▶ _Text shown_
* * * * *

This key point stuck with me though, and as I have been
talking to churches about church-to-church partnerships that come with a…you
guessed it, covenant, I have again started to think about what Dr. Davenport
taught me in my 8 am class, my first semester, freshman year of college. As I
look at covenant partnerships between churches, especially between the global
south and global north there is something about this revelation that struck
me…and hard. When the church from the global north (AKA the western church, AKA
the wealthy people) set terms in a covenant what we are really doing is taking
the place of God. It is His job, not ours to set the terms of any covenant in
the church. So if it is not our place to set the terms, which also conversely
means it is not the global south’s job either, who does it, how can we enter
into sacred agreements?
First, if God is setting the terms of the covenant then both
the Global North and the Global South are on the receiving end. Which puts us
not on opposite ends of an agreement, but on the same side, helping each other
fulfill our calling to be the body of Christ. This places all of us where we
belong, as sinners, straining to fulfill a new covenant with God, and both of
us failing to do so outside of the grace and mercy that God has for all of us.
This also means that we need to be looking to God for the
terms of any covenant we set in the church. We should start looking at places
like 1 Corinthians where God reminds us that we are all part of the body of
Christ, that we all receive the same gifts from the same spirit, and that all
parts of the body are needed and important. We should start looking at places
like Luke 4 where we learn that our purpose here is not to provide money and
receive money, not to be the patron or the patronized, but to be forgiven, to
be healed, to be set free as Jesus comes among us and to bear witness to others
being forgiven, healed, and set free as Jesus comes among them. We should stop
throwing the global south a bone by saying that they can “pray for us” and
start seeing what they have to teach us. I was fortunate today to be part of several
conversations that did talk about that exact thing as I visited with pastors in
the Alabama-West Florida Conference of the UMC and professors at Huntingdon
College in Montgomery, AL.
As I looked deeper at the meaning of covenant, something I
have not done in years, I realized it places all of us, regardless of our
status, education, wealth, or any other markers of supposed privilege, exactly
where we need to be, together, in the same posture of worshiping God, receiving
forgiveness from God, and being blessed to be doing Kingdom work in the world.

* * * * *

▶ _Stored data_

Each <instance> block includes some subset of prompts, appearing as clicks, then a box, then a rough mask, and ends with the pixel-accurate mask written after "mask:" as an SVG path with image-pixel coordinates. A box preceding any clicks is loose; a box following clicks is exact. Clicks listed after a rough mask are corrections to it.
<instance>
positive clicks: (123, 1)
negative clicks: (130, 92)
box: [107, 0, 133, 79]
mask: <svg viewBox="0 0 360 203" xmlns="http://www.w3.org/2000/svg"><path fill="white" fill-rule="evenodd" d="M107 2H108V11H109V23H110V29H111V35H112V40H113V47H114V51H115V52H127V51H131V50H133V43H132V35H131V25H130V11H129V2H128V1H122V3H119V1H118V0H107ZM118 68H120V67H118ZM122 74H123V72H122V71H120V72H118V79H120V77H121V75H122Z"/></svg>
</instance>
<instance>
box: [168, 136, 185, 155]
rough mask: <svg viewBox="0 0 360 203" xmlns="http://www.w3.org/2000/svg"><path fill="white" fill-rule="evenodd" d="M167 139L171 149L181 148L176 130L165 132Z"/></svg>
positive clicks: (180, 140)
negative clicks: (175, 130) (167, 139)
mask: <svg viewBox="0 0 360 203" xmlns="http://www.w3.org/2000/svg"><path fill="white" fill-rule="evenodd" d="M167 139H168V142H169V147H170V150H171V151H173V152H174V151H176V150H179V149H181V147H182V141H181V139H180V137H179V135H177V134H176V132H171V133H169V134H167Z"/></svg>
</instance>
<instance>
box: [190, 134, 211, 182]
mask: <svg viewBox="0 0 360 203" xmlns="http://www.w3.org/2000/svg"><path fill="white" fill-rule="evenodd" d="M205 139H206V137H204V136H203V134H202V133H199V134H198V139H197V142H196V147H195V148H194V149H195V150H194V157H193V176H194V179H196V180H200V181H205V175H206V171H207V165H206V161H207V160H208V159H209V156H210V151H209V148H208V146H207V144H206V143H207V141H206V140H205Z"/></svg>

* * * * *

▶ _Assignment_
In the text on church covenants, which Bible passage is said to teach that our purpose is not to provide money and receive money? Answer from the text alone.

▶ _Answer to the problem_
Luke 4